Extrait du document:
####################

Législation
Le logement en crise objet d’une nouvelle loi
ARTICLE EN ACCÈS LIBRE JUSQU'AU 15 OCTOBRE
«Aujourd’hui en France (comme dans d’autres pays européens), et plus spécifiquement dans certains territoires, trouver un logement correspondant à ses besoins, près de son lieu de travail, dans un cadre agréable, et surtout à un loyer ou un prix abordable, peut être difficile. Si elles sont accrues par la hausse des taux intervenue depuis deux ans, ces difficultés ne sont pas nouvelles: malgré la bonne volonté des maires, qui sont les principaux moteurs de la production de logements, la crise du logement est pour beaucoup de Français une réalité depuis longtemps. Face à cette situation, la réponse du gouvernement se résume à un mot: l’offre, l’offre, l’offre...», déclarait Guillaume Kasbarian, le ministre délégué chargé du logement, lors de la présentation d’une future loi pour favoriser «le choc de l’offre de logement abordable». Exposé en conseil des ministres, le 3 mai dernier, ce texte doit être examiné en urgence au Sénat à compter du 17 juin, puis par l’Assemblée nationale en septembre.

####################

[Entrées d'annotation par coordonnées]

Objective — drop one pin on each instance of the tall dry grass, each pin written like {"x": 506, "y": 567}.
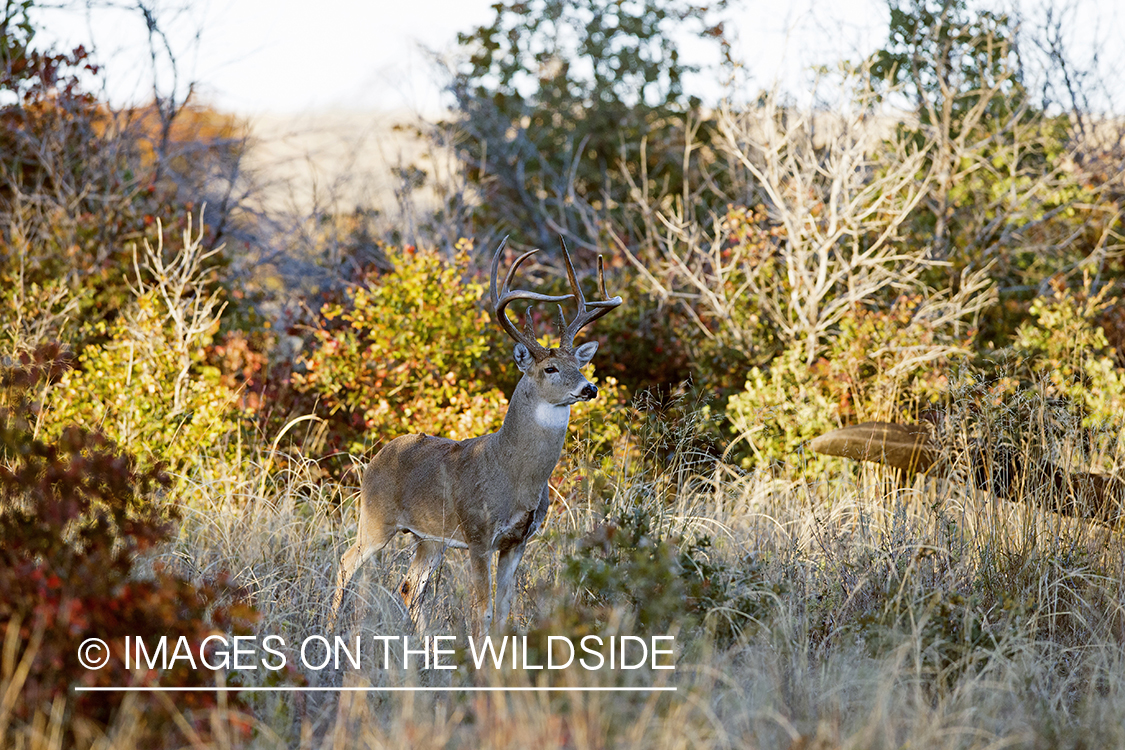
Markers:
{"x": 890, "y": 613}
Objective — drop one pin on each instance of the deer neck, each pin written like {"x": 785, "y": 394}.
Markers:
{"x": 533, "y": 432}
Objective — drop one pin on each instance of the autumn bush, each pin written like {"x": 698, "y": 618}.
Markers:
{"x": 78, "y": 520}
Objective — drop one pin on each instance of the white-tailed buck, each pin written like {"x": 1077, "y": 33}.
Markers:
{"x": 485, "y": 494}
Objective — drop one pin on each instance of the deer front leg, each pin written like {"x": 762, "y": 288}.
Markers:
{"x": 480, "y": 562}
{"x": 505, "y": 572}
{"x": 413, "y": 589}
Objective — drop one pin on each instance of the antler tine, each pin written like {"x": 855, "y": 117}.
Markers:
{"x": 501, "y": 301}
{"x": 587, "y": 312}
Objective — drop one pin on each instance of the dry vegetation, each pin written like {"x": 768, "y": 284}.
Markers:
{"x": 188, "y": 397}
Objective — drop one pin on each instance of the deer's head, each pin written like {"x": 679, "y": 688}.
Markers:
{"x": 555, "y": 372}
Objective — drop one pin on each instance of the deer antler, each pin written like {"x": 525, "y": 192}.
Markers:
{"x": 506, "y": 295}
{"x": 587, "y": 312}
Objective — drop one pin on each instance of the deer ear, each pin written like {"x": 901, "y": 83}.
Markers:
{"x": 523, "y": 359}
{"x": 585, "y": 353}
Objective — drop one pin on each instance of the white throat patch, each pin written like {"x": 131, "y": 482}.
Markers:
{"x": 552, "y": 417}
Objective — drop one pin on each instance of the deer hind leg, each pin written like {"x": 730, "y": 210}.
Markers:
{"x": 413, "y": 588}
{"x": 480, "y": 563}
{"x": 356, "y": 556}
{"x": 505, "y": 572}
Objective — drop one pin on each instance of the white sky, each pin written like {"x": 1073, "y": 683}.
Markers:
{"x": 257, "y": 56}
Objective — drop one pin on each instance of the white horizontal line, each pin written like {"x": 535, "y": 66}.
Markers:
{"x": 374, "y": 689}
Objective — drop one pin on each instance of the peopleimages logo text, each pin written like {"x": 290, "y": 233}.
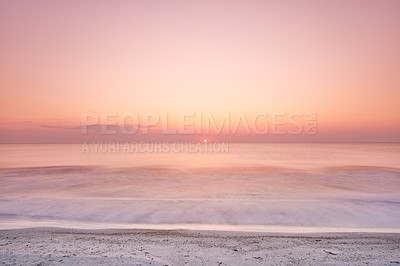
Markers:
{"x": 191, "y": 123}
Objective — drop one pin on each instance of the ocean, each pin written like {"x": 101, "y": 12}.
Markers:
{"x": 250, "y": 186}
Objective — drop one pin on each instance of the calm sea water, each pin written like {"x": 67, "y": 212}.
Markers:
{"x": 292, "y": 185}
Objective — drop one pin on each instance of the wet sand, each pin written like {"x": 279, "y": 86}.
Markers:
{"x": 58, "y": 246}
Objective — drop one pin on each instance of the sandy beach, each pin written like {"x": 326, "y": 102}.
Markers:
{"x": 58, "y": 246}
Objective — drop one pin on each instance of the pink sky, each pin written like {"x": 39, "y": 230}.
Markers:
{"x": 340, "y": 59}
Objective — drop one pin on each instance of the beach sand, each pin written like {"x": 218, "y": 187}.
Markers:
{"x": 56, "y": 246}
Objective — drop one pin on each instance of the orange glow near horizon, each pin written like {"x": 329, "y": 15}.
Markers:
{"x": 60, "y": 60}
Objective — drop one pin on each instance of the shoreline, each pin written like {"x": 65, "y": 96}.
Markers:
{"x": 10, "y": 224}
{"x": 58, "y": 246}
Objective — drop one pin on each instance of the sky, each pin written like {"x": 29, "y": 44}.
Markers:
{"x": 62, "y": 60}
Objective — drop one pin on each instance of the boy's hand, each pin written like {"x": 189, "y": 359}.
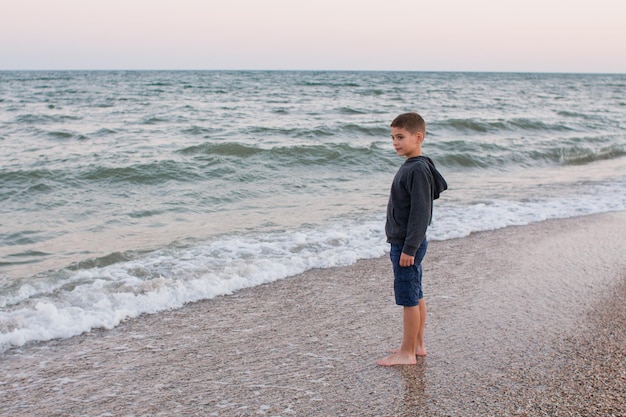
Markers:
{"x": 406, "y": 260}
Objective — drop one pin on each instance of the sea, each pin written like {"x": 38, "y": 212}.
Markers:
{"x": 125, "y": 193}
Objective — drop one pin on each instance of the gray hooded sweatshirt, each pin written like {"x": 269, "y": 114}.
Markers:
{"x": 410, "y": 207}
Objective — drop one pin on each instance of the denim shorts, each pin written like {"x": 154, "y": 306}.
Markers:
{"x": 407, "y": 282}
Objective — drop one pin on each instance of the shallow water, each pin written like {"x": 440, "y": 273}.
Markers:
{"x": 135, "y": 192}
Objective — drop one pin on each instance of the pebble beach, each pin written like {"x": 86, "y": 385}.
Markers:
{"x": 523, "y": 321}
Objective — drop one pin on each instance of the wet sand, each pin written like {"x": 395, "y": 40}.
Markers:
{"x": 523, "y": 321}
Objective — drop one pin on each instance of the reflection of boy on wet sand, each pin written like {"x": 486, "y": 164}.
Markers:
{"x": 409, "y": 212}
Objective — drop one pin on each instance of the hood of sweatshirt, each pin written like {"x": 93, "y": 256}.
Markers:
{"x": 440, "y": 183}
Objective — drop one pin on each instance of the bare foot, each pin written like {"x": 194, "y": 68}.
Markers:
{"x": 397, "y": 359}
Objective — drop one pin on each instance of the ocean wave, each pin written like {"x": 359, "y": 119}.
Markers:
{"x": 337, "y": 155}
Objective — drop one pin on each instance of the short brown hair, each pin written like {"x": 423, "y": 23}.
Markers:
{"x": 412, "y": 122}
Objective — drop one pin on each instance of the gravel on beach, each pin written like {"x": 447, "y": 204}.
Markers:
{"x": 523, "y": 321}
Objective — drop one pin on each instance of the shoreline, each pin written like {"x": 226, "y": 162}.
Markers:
{"x": 525, "y": 320}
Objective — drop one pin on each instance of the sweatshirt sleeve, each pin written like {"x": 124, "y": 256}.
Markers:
{"x": 420, "y": 186}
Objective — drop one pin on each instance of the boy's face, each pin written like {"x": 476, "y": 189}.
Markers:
{"x": 405, "y": 143}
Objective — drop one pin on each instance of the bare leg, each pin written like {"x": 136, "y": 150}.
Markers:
{"x": 420, "y": 349}
{"x": 406, "y": 354}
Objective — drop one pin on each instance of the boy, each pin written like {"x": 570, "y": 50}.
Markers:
{"x": 409, "y": 213}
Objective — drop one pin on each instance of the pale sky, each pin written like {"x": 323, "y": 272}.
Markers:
{"x": 405, "y": 35}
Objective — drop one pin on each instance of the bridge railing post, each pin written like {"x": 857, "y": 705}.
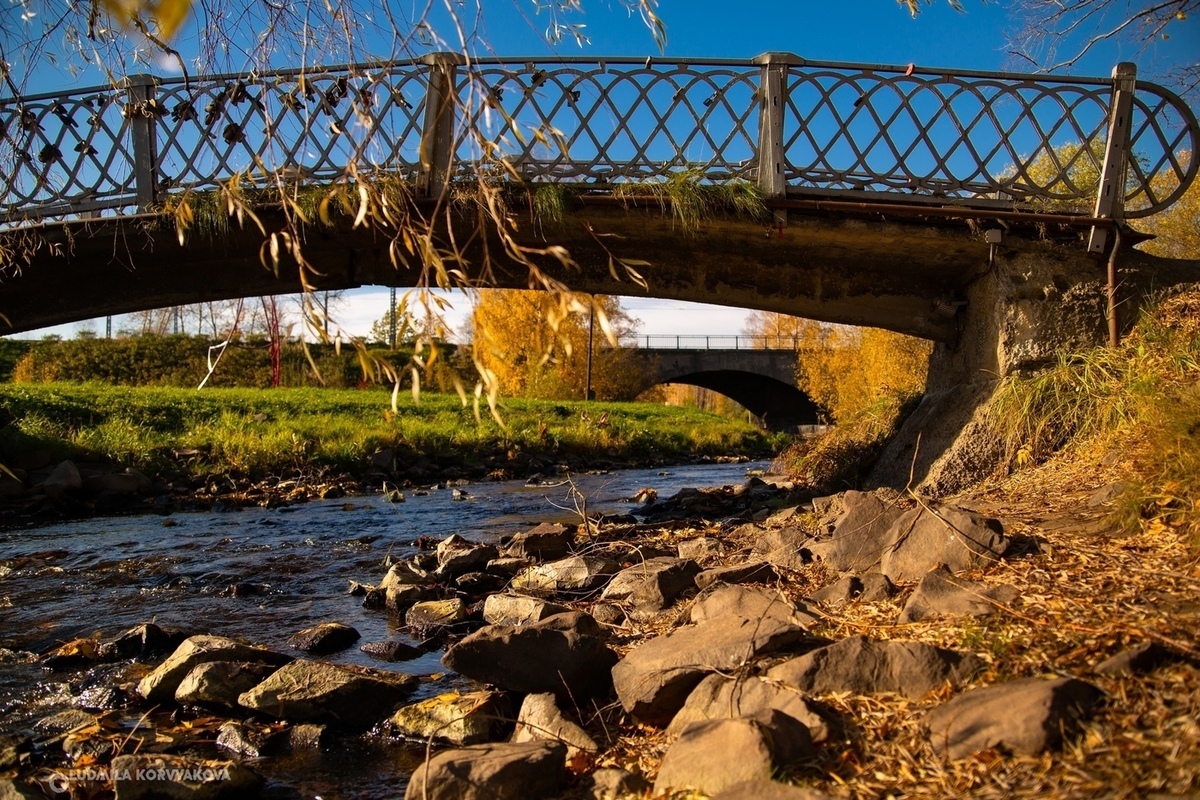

####################

Consigne A: D'après l'article sur la loi logement, à partir de quelle date le Sénat doit-il examiner ce texte ?
Consigne B: Parmi les lignes placées après l'article, compte celles qui contiennent le mot « ocean », en tenant compte des majuscules et des minuscules. Donne uniquement ce nombre.

Réponse finale A: À compter du 17 juin.

Réponse finale B: 2